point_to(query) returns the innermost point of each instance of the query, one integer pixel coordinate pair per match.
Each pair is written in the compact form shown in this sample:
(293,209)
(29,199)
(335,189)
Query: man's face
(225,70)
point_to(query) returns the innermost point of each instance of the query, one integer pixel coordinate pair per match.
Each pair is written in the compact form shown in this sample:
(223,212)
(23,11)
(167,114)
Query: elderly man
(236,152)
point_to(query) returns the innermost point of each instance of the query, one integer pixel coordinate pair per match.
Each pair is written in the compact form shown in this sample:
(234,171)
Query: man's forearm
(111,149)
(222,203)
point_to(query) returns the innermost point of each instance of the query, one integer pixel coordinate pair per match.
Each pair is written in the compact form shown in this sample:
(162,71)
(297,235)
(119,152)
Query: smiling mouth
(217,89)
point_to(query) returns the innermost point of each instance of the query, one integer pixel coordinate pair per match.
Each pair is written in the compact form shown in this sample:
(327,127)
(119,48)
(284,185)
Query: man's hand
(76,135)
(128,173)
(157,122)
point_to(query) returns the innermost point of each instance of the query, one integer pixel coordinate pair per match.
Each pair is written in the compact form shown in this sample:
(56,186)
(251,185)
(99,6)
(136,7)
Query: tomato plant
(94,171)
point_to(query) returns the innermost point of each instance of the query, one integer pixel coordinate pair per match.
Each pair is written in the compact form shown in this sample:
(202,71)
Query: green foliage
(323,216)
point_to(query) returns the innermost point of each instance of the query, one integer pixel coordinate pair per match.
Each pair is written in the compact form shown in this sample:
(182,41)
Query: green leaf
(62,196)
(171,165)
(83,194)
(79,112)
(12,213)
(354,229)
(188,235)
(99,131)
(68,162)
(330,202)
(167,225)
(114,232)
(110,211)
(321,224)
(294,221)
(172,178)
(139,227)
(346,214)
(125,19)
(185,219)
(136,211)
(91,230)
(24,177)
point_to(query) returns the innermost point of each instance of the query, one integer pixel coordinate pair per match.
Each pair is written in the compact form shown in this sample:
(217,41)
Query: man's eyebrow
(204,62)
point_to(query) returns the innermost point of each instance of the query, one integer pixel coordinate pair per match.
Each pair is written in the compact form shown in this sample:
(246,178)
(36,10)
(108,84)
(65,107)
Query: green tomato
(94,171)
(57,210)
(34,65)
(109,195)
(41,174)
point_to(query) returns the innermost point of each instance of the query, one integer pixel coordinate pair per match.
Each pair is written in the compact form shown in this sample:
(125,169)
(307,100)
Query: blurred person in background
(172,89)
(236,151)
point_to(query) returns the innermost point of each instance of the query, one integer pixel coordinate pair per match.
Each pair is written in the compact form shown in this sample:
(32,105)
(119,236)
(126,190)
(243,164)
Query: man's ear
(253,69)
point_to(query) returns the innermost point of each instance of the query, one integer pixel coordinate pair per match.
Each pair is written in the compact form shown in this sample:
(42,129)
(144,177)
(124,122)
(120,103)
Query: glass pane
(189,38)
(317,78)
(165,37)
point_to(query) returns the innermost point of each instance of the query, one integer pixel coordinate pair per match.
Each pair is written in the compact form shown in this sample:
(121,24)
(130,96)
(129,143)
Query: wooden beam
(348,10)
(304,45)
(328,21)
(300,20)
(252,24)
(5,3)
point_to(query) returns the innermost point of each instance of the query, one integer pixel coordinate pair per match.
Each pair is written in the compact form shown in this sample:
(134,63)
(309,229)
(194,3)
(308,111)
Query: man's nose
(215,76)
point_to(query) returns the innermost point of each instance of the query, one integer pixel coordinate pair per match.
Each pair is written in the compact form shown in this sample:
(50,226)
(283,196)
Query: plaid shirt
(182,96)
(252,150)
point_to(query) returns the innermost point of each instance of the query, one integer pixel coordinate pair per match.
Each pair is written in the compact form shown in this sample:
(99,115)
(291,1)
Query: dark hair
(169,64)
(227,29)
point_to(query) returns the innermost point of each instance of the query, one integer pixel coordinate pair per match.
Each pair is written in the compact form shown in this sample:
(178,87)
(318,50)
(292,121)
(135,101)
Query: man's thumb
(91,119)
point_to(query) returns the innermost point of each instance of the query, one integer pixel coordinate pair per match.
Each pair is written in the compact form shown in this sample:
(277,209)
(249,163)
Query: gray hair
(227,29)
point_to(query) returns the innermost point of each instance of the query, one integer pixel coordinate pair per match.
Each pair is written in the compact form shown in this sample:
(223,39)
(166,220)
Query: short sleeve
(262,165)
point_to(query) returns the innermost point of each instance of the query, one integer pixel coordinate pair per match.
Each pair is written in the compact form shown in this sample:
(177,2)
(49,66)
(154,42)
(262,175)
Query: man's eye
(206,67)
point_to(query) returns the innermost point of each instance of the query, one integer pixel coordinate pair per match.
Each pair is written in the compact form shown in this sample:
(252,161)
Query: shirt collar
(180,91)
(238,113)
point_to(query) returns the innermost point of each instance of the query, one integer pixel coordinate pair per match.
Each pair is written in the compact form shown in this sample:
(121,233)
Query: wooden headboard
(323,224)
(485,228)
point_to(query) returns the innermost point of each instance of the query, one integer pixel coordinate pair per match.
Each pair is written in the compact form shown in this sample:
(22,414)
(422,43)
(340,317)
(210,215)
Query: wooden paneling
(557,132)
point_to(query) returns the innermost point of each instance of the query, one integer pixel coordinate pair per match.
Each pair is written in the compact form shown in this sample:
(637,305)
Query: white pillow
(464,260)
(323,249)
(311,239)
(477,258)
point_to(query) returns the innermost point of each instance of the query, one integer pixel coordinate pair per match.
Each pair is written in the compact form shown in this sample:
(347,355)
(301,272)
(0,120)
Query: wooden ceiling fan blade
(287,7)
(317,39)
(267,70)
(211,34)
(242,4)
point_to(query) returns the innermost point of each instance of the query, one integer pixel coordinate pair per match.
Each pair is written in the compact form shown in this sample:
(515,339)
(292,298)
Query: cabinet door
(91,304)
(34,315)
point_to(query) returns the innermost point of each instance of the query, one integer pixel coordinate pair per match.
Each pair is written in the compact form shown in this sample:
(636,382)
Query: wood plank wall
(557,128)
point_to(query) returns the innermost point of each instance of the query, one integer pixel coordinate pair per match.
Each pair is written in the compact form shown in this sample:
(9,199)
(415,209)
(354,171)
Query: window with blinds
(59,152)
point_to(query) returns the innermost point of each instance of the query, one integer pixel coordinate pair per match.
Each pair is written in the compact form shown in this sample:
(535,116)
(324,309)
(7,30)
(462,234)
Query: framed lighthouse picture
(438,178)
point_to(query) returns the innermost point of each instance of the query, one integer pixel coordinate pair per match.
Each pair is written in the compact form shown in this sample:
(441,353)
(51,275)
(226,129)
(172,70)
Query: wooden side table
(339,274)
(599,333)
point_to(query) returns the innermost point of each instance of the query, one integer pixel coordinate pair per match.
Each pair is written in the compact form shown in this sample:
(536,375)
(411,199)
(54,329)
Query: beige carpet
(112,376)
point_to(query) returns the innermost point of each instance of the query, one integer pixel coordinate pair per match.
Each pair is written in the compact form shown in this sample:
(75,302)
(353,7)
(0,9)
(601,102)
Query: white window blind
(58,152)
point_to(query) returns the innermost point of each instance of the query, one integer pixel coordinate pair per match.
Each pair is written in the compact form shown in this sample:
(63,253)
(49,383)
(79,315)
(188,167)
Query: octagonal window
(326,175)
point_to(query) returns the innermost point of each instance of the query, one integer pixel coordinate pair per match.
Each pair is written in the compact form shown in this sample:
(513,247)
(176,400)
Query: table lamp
-.-.-
- WRITTEN REQUEST -
Print the material verbatim, all of it.

- SOLUTION TO THIS TASK -
point_to(query) returns the innermost point of each instance of the query, one integer pixel coordinate pair per match.
Each pair is written in the compact form shown in this sample:
(293,209)
(29,199)
(335,189)
Query: man's face
(225,70)
point_to(query) returns the innermost point of each instance of the query, one integer pixel coordinate pair per match.
Each pair is written in the compact form shown in this sample:
(223,212)
(23,11)
(167,114)
Query: elderly man
(236,152)
point_to(query) returns the innermost point of each instance of the query, one integer pixel coordinate pair per match.
Each pair is written in the compact form shown in this sample:
(234,171)
Query: man's forearm
(111,149)
(222,203)
point_to(query) returns the innermost point of each instance of the query, one integer pixel coordinate pair per match.
Each pair is written in the compact form shown in this sample:
(162,71)
(297,235)
(119,152)
Query: smiling mouth
(217,89)
point_to(query) returns the innermost point of each instance of the query, one integer pixel coordinate pair per match.
Each pair is written in the compact form shown in this sample:
(327,127)
(119,48)
(284,185)
Query: man's hand
(76,135)
(128,173)
(157,122)
point_to(query) returns the innermost point of each instance of the query, one integer pixel coordinate pair per match.
Each pair is written in the compact form shown in this sample:
(56,186)
(251,185)
(99,6)
(136,7)
Query: tomato plant
(94,171)
point_to(query) returns the innermost point of each instance of the query, one integer pixel coordinate pair per match.
Each pair is written in the compact form shown in this sample:
(202,71)
Query: green foliage
(323,216)
point_to(query) returns the innermost point of each instance of the query, one integer pixel coordinate pair per match.
Each pair is written in the compact form shown in this sample:
(182,41)
Query: green leaf
(62,196)
(171,165)
(83,194)
(79,112)
(12,213)
(354,229)
(188,235)
(99,131)
(68,162)
(330,202)
(167,225)
(114,232)
(110,211)
(321,224)
(294,221)
(172,178)
(139,227)
(346,214)
(125,19)
(185,219)
(136,211)
(91,230)
(24,177)
point_to(query) returns the innermost point of each instance of the query, one integer pixel coordinate pair per match.
Each pair is written in the compact form shown in this sample:
(217,41)
Query: man's eyebrow
(204,62)
point_to(query) returns the innermost point of each instance of the query, one integer pixel coordinate pair per match.
Each pair is written in the compact form shown in this sample:
(246,178)
(36,10)
(108,84)
(65,107)
Query: green tomato
(94,171)
(57,210)
(34,65)
(109,195)
(41,174)
point_to(query) returns the innermost point of each instance of the query, one integer pixel coordinate pair per match.
Each pair is written in the compact form shown in this sample:
(125,169)
(307,100)
Query: blurred person in background
(172,89)
(236,151)
point_to(query) returns the innermost point of each instance of the query, one integer pixel coordinate pair per match.
Each pair is written in the compact form shown in this sample:
(32,105)
(119,236)
(126,190)
(243,164)
Query: man's ear
(253,69)
point_to(query) returns the innermost point of each instance of the query, one integer pixel coordinate pair per match.
Each pair is written in the compact form shown in this sample:
(42,129)
(144,177)
(124,122)
(120,103)
Query: glass pane
(189,38)
(317,78)
(165,37)
point_to(query) returns the innermost point of each instance of the query, one integer pixel coordinate pair per match.
Each pair is written in the compact form shown in this sample:
(121,24)
(130,96)
(129,143)
Query: wooden beam
(348,10)
(304,45)
(328,21)
(300,20)
(252,24)
(5,3)
point_to(query) returns the innermost point of each instance of the query, one integer pixel coordinate pair per match.
Each pair is written in the compact form shown in this sample:
(134,63)
(309,229)
(194,3)
(308,111)
Query: man's nose
(215,76)
point_to(query) returns the innermost point of each instance of the query, one integer pixel coordinate pair per match.
Each pair is written in the compact form shown in this sample:
(50,226)
(283,196)
Query: plaid shirt
(182,96)
(252,150)
point_to(query) returns the innermost point of each instance of the query, one integer pixel coordinate pair per match.
Each pair is written in the compact form shown in this sample:
(99,115)
(291,1)
Query: dark hair
(169,64)
(227,29)
point_to(query) returns the innermost point of each instance of the query, one integer pixel coordinate pair per match.
Each pair is written in the compact form shown in this sample:
(178,87)
(318,50)
(292,121)
(135,101)
Query: man's thumb
(91,119)
point_to(query) returns the innermost point of each instance of the query, one integer pixel coordinate pair per match.
Each pair is written in the compact form shown in this sample:
(277,209)
(249,163)
Query: gray hair
(227,29)
point_to(query) returns the innermost point of each instance of the query, one integer pixel coordinate pair per match.
Each pair is written in the compact form shown in this sample:
(223,39)
(166,220)
Query: short sleeve
(262,165)
point_to(query) returns the innermost point of each instance of the query, one integer pixel coordinate pair per match.
Each pair is written in the compact form shown in this sample:
(177,2)
(49,66)
(154,42)
(262,175)
Query: man's eye
(206,67)
point_to(query) returns the innermost point of each instance of the query, one integer pixel coordinate pair per match.
Each pair is written in the compact form shown in this sample:
(252,161)
Query: shirt collar
(180,91)
(238,113)
point_to(query) returns the innermost point of each instance of the query, one integer pixel coordinate pair per match.
Each pair is written in the compact form shown in this sample:
(121,233)
Query: wooden headboard
(323,224)
(485,228)
point_to(query) returns the innermost point of each instance of the query, one integer pixel coordinate pair per match.
Each pair is written in the compact form shown in this sample:
(22,414)
(422,43)
(340,317)
(210,215)
Query: wooden paneling
(557,132)
point_to(query) returns the innermost point of each instance of the query, one integer pixel coordinate pair per match.
Each pair is written in the compact form shown in this sample:
(637,305)
Query: white pillow
(464,260)
(323,249)
(311,239)
(477,258)
point_to(query) returns the innermost point of each instance of the query, one integer pixel coordinate pair per match.
Each pair is written in the compact form shown in this sample:
(347,355)
(301,272)
(0,120)
Query: wooden ceiling fan blade
(287,7)
(317,39)
(267,70)
(211,34)
(242,4)
point_to(query) returns the innermost point of each instance of the query, one integer pixel coordinate pair per match.
Each pair is written in the compact form shown in this sample:
(515,339)
(292,298)
Query: cabinet door
(91,304)
(34,315)
point_to(query) returns the innermost point of each instance of the query, one integer pixel coordinate pair per match.
Each pair is written in the compact form shown in this sample:
(636,382)
Query: wood plank wall
(557,128)
point_to(query) returns the innermost point of each instance of the query, one integer pixel coordinate pair per match.
Each pair is written in the compact form shown in this sample:
(9,199)
(415,209)
(354,171)
Query: window with blinds
(59,152)
point_to(query) returns the innermost point of each instance of the query, one integer pixel coordinate pair per match.
Each pair is written in the compact form shown in this sample:
(535,116)
(324,309)
(7,30)
(462,234)
Query: framed lighthouse picture
(438,178)
point_to(query) returns the innermost point of each instance of the query, one integer pixel coordinate pair per match.
Each pair is written in the compact form shown in this sample:
(441,353)
(51,275)
(226,129)
(172,70)
Query: wooden side table
(339,274)
(599,333)
point_to(query) returns the innermost point of each instance of the query, one integer pixel coordinate pair per match.
Each pair is written in the compact form shown in this sample:
(536,375)
(411,199)
(54,329)
Query: beige carpet
(112,376)
point_to(query) returns the innermost point of each instance of the query, one integer pixel coordinate pair per match.
Each pair is written in the compact form shown in this sample:
(75,302)
(353,7)
(0,9)
(601,102)
Query: white window blind
(58,152)
point_to(query) returns the innermost point of each instance of the query, one integer pixel coordinate pair per match.
Each pair is written in the compact form shown in this sample:
(63,253)
(49,383)
(79,315)
(188,167)
Query: octagonal window
(326,175)
point_to(query) returns the innermost point of each instance of the query, one integer pixel coordinate pair per match.
Each pair is written in the compact form shown in this sample:
(513,247)
(176,400)
Query: table lamp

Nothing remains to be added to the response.